_Exercise goal_.
Rewrite everything from "Add a line (horizontal, vertical, or" down to "geom_dendroline(h, ...)" in the clustering documentation, replacing "dendrogram" with "cluster tree".

== Passage

The environment where to evaluate the formula. If you don't understand this, you probably don't have to touch this arguments.

Value

An S3 object of class c("Dissimilarity", "dist"), thus inheriting from dist. A Dissimilarity object is better displayed (specific print() method), and has also dedicated methods labels() (get line and column labels), nobs() (get number of observations, that is, number of lines or columns), autoplot() (generate a ggplot2 from the matrix) and chart() (generate a chart version of the ggplot2).

See Also

stats::dist(), vegan::vegdist(), vegan::designdist(), cluster::daisy(), factoextra::get_dist()

Examples

SciViews::R
iris <- read("iris", package = "datasets")
iris_num <- iris[, -5] # Only numeric columns from iris
# Compare the 150 flowers and nicely print the result
dissimilarity(iris_num, method = "manhattan")
# Compare the measurements by transposing and scaling them first
iris_dist <- dissimilarity(iris_num, method = "euclidean",
  scale = TRUE, transpose = TRUE)
iris_dist
class(iris_dist)
labels(iris_dist)
nobs(iris_dist)
# specific plots
autoplot(iris_dist)
chart(iris_dist, gradient = list(low = "green", mid = "white", high = "red"))

Draw a line to cut a dendrogram

Description

Add a line (horizontal, vertical, or circular, depending on the dendrogram type) at height h to depict where it is cut into groups.

Usage

geom_dendroline(h, ...)

Arguments

h

The height to cut the dendrogram.

...

Further arguments passed to geom_hline() (this is really a convenience function that builds on it).

See Also

geom_hline()

Examples

SciViews::R
iris <- read("iris", package = "datasets")
iris_num <- iris[, -5]
iris_num %>.%
  dissimilarity(.) %>.%
  cluster(.) ->
  iris_cluster
chart(iris_cluster) +
  geom_dendroline(h = 3, color = "red")

K-means clustering

Description

Perform a k-means clustering analysis using the stats::kmeans() function in {stats} but creating a k_means object that possibly embeds the original data with the analysis for a richer set of methods.

Usage

k_means(
  x,
  k,
  centers = k,
  iter.max = 10L,
  nstart = 1L,
  algorithm = c("Hartigan-Wong", "Lloyd", "Forgy", "MacQueen"),
  trace = FALSE,
  keep.data = TRUE
)

profile_k(x, fun = kmeans, method = "wss", k.max = NULL, ...)

## S3 method for class 'kmeans'
augment(x, data, ...)

## S3 method for class 'k_means'
predict(object, ...)

## S3 method for class 'k_means'
plot(
  x,
  y,
  data = x$data,
  choices = 1L:2L,
  col = NULL,
  c.shape = 8,
  c.size = 3,
  ...
)

## S3 method for class 'k_means'
autoplot(
  object,
  data = object$data,
  choices = 1L:2L,
  alpha = 1,
  c.shape = 8,
  c.size = 3,
  theme = NULL,
  use.chart = FALSE,
  ...
)

## S3 method for class 'k_means'
chart(data, ..., type = NULL, env = parent.frame())

====
== Information shown

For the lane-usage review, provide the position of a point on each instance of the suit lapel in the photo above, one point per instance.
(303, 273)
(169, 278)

====

_Reply to the exercise_.
Add a line (horizontal, vertical, or circular, depending on the cluster tree type) at height h to depict where it is cut into groups.

Usage

geom_dendroline(h, ...)